**Data records:**

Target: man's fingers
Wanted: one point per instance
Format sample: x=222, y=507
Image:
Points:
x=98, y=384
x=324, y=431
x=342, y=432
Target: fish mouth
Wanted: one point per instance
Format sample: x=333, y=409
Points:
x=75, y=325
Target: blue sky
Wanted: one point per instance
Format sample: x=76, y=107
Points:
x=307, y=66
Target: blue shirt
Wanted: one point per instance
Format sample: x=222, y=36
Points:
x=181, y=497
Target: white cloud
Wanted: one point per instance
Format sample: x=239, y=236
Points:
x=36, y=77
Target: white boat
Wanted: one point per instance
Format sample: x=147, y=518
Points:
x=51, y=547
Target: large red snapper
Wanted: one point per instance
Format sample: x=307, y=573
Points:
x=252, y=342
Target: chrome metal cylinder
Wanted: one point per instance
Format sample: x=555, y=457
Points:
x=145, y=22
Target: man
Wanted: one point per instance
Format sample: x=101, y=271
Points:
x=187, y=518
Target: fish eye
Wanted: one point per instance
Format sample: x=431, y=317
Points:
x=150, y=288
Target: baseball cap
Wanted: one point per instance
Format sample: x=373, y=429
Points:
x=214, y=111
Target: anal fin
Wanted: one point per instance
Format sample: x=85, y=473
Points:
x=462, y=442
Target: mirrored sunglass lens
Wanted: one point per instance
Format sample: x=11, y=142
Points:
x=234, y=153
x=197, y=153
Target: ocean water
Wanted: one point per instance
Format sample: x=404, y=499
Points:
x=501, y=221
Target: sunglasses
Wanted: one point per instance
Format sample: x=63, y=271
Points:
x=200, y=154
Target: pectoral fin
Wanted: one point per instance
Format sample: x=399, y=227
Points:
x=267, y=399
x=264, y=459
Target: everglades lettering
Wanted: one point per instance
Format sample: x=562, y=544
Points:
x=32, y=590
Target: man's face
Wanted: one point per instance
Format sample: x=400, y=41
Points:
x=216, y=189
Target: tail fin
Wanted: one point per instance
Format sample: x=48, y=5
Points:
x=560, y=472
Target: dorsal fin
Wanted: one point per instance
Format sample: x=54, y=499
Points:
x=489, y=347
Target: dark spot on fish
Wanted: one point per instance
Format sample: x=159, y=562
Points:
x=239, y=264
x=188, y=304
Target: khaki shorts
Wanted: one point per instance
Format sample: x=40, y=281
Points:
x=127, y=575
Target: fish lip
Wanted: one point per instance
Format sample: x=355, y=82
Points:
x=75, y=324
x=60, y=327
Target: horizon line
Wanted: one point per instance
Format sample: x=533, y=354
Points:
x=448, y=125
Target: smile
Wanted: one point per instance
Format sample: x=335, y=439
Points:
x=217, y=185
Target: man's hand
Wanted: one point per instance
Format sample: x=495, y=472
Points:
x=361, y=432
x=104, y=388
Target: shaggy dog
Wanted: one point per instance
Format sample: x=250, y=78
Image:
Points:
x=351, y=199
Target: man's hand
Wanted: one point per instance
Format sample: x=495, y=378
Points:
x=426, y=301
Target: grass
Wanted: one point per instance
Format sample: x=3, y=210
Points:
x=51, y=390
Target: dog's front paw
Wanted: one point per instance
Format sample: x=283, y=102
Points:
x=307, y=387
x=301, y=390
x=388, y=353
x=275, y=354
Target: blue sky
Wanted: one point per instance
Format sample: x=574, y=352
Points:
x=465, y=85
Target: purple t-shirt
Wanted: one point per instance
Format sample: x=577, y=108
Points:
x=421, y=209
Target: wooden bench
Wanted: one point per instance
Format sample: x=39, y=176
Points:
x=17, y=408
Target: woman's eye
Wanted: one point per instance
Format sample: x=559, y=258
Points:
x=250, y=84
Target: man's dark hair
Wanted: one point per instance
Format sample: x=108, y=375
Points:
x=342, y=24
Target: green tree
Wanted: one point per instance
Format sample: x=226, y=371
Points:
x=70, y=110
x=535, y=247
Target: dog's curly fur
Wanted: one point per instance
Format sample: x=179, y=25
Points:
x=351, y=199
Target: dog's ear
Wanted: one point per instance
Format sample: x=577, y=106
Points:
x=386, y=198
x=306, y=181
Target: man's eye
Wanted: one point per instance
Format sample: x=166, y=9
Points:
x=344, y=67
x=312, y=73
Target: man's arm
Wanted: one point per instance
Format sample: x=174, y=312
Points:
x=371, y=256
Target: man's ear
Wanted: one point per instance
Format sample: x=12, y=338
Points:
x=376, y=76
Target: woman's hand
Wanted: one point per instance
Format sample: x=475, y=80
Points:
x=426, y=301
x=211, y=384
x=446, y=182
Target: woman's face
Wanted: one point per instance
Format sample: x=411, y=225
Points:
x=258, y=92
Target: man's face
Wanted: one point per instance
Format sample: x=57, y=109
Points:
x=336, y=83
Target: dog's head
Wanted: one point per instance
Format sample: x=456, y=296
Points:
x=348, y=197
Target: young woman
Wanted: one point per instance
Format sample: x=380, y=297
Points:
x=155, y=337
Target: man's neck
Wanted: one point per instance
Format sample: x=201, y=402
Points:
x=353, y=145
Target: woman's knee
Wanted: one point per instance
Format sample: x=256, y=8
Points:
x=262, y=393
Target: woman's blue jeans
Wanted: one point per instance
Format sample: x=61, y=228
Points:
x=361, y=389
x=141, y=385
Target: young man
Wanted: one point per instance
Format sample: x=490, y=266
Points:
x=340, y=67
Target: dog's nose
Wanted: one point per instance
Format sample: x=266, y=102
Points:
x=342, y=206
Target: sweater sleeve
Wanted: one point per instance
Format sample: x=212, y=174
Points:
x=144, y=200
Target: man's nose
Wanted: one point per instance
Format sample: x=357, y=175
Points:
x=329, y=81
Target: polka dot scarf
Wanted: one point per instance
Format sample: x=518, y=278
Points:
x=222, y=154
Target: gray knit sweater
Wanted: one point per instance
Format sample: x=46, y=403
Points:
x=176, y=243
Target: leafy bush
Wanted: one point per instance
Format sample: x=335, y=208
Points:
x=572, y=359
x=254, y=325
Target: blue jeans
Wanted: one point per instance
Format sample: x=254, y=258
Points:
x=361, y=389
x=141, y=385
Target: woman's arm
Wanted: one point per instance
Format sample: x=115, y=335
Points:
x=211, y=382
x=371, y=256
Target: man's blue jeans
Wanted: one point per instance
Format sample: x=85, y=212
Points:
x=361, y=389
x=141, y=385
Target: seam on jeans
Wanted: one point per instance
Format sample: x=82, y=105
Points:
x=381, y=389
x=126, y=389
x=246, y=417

**Problem to work on:** Repeat exactly, and only, the lines from the line with "Target: man's nose" through the end of the listing above, both ends included.

**Worked answer:**
Target: man's nose
Wanted: one point per instance
Format sample: x=357, y=175
Points:
x=329, y=81
Target: polka dot scarf
Wanted: one point per instance
Format sample: x=518, y=278
Points:
x=222, y=154
Target: gray knit sweater
Wanted: one point per instance
Format sample: x=46, y=403
Points:
x=176, y=243
Target: leafy bush
Wanted: one point per instance
Format sample: x=335, y=208
Points:
x=572, y=359
x=254, y=325
Target: blue jeans
Wanted: one point per instance
Format sample: x=254, y=258
Points:
x=361, y=389
x=141, y=385
Target: woman's arm
Wanted: one point per instance
Format sample: x=115, y=335
Points:
x=211, y=382
x=371, y=256
Target: man's blue jeans
Wanted: one point per instance
Format sample: x=85, y=212
Points:
x=361, y=389
x=141, y=385
Target: seam on jeans
Wanted: one point per instance
Format sample: x=82, y=105
Points:
x=381, y=389
x=126, y=389
x=246, y=417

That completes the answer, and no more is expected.